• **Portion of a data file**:
>> start

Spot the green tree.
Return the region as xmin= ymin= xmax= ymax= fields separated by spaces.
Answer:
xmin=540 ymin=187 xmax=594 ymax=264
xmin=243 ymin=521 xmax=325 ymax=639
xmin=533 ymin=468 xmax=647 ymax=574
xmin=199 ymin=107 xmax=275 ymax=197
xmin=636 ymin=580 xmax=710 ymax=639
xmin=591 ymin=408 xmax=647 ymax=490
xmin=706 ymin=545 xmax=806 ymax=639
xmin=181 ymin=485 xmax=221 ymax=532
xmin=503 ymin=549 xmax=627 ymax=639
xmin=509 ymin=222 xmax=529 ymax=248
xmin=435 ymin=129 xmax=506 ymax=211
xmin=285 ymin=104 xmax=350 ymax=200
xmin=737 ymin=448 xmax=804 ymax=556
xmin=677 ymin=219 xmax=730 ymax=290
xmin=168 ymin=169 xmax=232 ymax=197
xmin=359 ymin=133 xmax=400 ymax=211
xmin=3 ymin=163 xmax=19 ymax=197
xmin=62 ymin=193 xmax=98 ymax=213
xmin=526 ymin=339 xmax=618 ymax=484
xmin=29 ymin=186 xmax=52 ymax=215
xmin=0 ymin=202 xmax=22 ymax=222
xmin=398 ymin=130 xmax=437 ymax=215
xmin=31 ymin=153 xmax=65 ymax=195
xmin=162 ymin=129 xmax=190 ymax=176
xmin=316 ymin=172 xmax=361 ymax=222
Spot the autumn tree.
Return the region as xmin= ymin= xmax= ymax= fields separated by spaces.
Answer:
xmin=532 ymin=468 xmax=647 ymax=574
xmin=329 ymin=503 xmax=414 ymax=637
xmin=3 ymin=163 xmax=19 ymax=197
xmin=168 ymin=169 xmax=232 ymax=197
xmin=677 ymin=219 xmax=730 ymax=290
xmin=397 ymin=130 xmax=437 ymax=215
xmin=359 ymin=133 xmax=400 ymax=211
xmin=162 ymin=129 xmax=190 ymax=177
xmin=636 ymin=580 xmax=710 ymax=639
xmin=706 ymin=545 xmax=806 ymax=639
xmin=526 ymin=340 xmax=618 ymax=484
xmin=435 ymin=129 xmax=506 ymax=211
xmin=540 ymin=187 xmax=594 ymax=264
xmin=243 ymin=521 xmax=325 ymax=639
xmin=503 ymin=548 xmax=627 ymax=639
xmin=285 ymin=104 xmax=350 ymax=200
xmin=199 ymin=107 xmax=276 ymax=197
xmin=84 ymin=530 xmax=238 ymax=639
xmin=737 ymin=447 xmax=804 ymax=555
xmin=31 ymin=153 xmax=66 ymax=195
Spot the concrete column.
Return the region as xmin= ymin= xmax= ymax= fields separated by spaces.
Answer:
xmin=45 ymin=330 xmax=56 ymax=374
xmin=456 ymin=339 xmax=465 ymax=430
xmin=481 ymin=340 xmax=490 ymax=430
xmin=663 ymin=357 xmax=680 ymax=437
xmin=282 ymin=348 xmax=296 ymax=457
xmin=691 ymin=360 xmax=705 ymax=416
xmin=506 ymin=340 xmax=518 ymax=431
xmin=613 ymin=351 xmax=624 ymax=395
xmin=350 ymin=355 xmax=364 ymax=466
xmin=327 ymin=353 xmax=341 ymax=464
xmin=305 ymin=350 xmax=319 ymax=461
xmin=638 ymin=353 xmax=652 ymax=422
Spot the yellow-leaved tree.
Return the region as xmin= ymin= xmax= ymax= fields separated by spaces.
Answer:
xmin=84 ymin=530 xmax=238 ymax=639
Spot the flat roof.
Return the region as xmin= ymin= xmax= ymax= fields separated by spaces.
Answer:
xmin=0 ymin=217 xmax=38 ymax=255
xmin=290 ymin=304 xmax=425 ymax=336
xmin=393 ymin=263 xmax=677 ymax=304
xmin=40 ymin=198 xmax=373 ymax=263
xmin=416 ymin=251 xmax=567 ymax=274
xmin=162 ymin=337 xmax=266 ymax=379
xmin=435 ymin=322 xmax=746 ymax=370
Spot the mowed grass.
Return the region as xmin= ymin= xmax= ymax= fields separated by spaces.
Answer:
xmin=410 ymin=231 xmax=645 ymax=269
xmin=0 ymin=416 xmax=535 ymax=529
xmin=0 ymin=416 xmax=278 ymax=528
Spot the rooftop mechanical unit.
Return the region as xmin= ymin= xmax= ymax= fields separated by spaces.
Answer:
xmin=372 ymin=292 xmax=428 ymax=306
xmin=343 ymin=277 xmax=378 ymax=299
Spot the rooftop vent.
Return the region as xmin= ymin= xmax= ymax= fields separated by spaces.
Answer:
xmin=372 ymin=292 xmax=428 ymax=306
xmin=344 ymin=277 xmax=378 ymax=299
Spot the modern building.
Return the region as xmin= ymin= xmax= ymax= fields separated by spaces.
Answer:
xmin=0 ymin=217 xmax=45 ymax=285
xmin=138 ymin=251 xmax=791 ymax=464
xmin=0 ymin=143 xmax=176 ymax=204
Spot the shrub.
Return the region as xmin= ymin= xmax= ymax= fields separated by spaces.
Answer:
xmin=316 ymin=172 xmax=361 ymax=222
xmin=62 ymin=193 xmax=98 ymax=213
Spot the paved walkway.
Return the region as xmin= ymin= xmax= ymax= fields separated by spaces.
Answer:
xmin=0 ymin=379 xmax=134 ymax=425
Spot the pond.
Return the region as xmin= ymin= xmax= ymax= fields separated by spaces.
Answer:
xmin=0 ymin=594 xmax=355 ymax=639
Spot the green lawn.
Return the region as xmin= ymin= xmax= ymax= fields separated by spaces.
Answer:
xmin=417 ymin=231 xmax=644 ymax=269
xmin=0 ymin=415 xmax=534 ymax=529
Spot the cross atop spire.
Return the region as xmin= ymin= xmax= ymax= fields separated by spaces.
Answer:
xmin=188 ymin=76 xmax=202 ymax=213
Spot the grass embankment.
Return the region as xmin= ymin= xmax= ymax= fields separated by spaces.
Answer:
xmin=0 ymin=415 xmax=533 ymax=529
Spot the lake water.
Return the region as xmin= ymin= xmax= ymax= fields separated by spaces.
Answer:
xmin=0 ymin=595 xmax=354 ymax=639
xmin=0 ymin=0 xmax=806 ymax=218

>> end

• **Request**: Please reproduce all of the material above line for line, without changing anything.

• **Solution to this problem**:
Spot the green tree.
Return the region as xmin= ymin= xmax= ymax= fields separated by spaces.
Answer:
xmin=540 ymin=187 xmax=594 ymax=264
xmin=243 ymin=521 xmax=325 ymax=639
xmin=533 ymin=468 xmax=647 ymax=574
xmin=199 ymin=107 xmax=275 ymax=197
xmin=636 ymin=580 xmax=710 ymax=639
xmin=591 ymin=408 xmax=647 ymax=490
xmin=706 ymin=545 xmax=806 ymax=639
xmin=181 ymin=485 xmax=221 ymax=532
xmin=503 ymin=549 xmax=627 ymax=639
xmin=509 ymin=222 xmax=529 ymax=248
xmin=435 ymin=129 xmax=506 ymax=211
xmin=285 ymin=104 xmax=350 ymax=200
xmin=737 ymin=448 xmax=804 ymax=556
xmin=677 ymin=219 xmax=730 ymax=290
xmin=168 ymin=169 xmax=232 ymax=197
xmin=359 ymin=133 xmax=400 ymax=211
xmin=3 ymin=163 xmax=19 ymax=197
xmin=62 ymin=193 xmax=98 ymax=213
xmin=526 ymin=339 xmax=618 ymax=484
xmin=29 ymin=186 xmax=52 ymax=215
xmin=0 ymin=202 xmax=22 ymax=222
xmin=398 ymin=130 xmax=437 ymax=215
xmin=31 ymin=153 xmax=65 ymax=195
xmin=162 ymin=129 xmax=190 ymax=176
xmin=316 ymin=172 xmax=361 ymax=222
Spot the autumn tree.
Return the region as xmin= ymin= xmax= ymax= fields separated by spaces.
Answer:
xmin=532 ymin=468 xmax=647 ymax=574
xmin=329 ymin=503 xmax=414 ymax=637
xmin=3 ymin=163 xmax=19 ymax=197
xmin=168 ymin=169 xmax=232 ymax=197
xmin=677 ymin=219 xmax=730 ymax=290
xmin=397 ymin=130 xmax=437 ymax=215
xmin=359 ymin=133 xmax=400 ymax=211
xmin=162 ymin=129 xmax=190 ymax=177
xmin=636 ymin=580 xmax=710 ymax=639
xmin=706 ymin=545 xmax=806 ymax=639
xmin=526 ymin=340 xmax=618 ymax=484
xmin=435 ymin=129 xmax=506 ymax=211
xmin=540 ymin=187 xmax=594 ymax=264
xmin=243 ymin=521 xmax=325 ymax=639
xmin=503 ymin=548 xmax=627 ymax=639
xmin=285 ymin=104 xmax=350 ymax=200
xmin=199 ymin=107 xmax=276 ymax=197
xmin=84 ymin=530 xmax=238 ymax=639
xmin=737 ymin=447 xmax=804 ymax=555
xmin=31 ymin=153 xmax=66 ymax=195
Spot the concrete column.
Return the region as xmin= ymin= xmax= ymax= fields separated by spaces.
Answer:
xmin=45 ymin=330 xmax=56 ymax=374
xmin=456 ymin=339 xmax=465 ymax=430
xmin=481 ymin=340 xmax=490 ymax=430
xmin=663 ymin=357 xmax=680 ymax=437
xmin=282 ymin=348 xmax=296 ymax=457
xmin=691 ymin=360 xmax=705 ymax=416
xmin=506 ymin=340 xmax=518 ymax=431
xmin=613 ymin=351 xmax=624 ymax=395
xmin=350 ymin=355 xmax=364 ymax=466
xmin=327 ymin=353 xmax=341 ymax=464
xmin=305 ymin=350 xmax=319 ymax=461
xmin=638 ymin=353 xmax=652 ymax=422
Spot the yellow-leaved tree.
Return the region as xmin= ymin= xmax= ymax= fields separated by spaces.
Answer:
xmin=84 ymin=530 xmax=238 ymax=639
Spot the flat roof.
Return the region as xmin= ymin= xmax= ymax= fields separated by spaces.
Answer:
xmin=0 ymin=217 xmax=38 ymax=255
xmin=290 ymin=304 xmax=425 ymax=336
xmin=393 ymin=263 xmax=677 ymax=304
xmin=40 ymin=198 xmax=373 ymax=263
xmin=416 ymin=251 xmax=567 ymax=274
xmin=162 ymin=337 xmax=266 ymax=379
xmin=435 ymin=322 xmax=746 ymax=370
Spot the mowed grass.
Return the region as xmin= ymin= xmax= ymax= fields separated by spaces.
Answer:
xmin=410 ymin=231 xmax=645 ymax=269
xmin=0 ymin=416 xmax=535 ymax=529
xmin=0 ymin=416 xmax=278 ymax=528
Spot the rooftop mechanical unit.
Return the region as xmin= ymin= xmax= ymax= fields separated by spaces.
Answer:
xmin=372 ymin=292 xmax=428 ymax=306
xmin=343 ymin=277 xmax=378 ymax=299
Spot the rooftop vent.
Return the region as xmin= ymin= xmax= ymax= fields separated by spaces.
Answer:
xmin=372 ymin=292 xmax=428 ymax=306
xmin=344 ymin=277 xmax=378 ymax=299
Spot the modern building.
Return the region as xmin= ymin= xmax= ymax= fields separated by spaces.
Answer:
xmin=0 ymin=217 xmax=45 ymax=285
xmin=138 ymin=251 xmax=791 ymax=464
xmin=0 ymin=143 xmax=176 ymax=204
Spot the shrub.
Return the region as xmin= ymin= xmax= ymax= fields separated by spaces.
Answer:
xmin=316 ymin=172 xmax=361 ymax=222
xmin=62 ymin=193 xmax=98 ymax=213
Spot the paved walkway.
Return the region as xmin= ymin= xmax= ymax= fields separated by spaces.
Answer:
xmin=0 ymin=379 xmax=134 ymax=425
Spot the pond.
Return the region as xmin= ymin= xmax= ymax= fields separated by spaces.
Answer:
xmin=0 ymin=594 xmax=355 ymax=639
Spot the green lawn.
Return the region as xmin= ymin= xmax= ymax= fields separated by spaces.
Answer:
xmin=417 ymin=231 xmax=644 ymax=269
xmin=0 ymin=415 xmax=534 ymax=529
Spot the cross atop spire.
Return the region as xmin= ymin= xmax= ymax= fields separated by spaces.
Answer:
xmin=188 ymin=76 xmax=202 ymax=213
Spot the grass embankment.
Return the region as xmin= ymin= xmax= ymax= fields separated by spaces.
Answer:
xmin=0 ymin=415 xmax=533 ymax=529
Spot the lake water.
Return the region as xmin= ymin= xmax= ymax= fields separated by spaces.
Answer:
xmin=0 ymin=595 xmax=354 ymax=639
xmin=0 ymin=0 xmax=806 ymax=218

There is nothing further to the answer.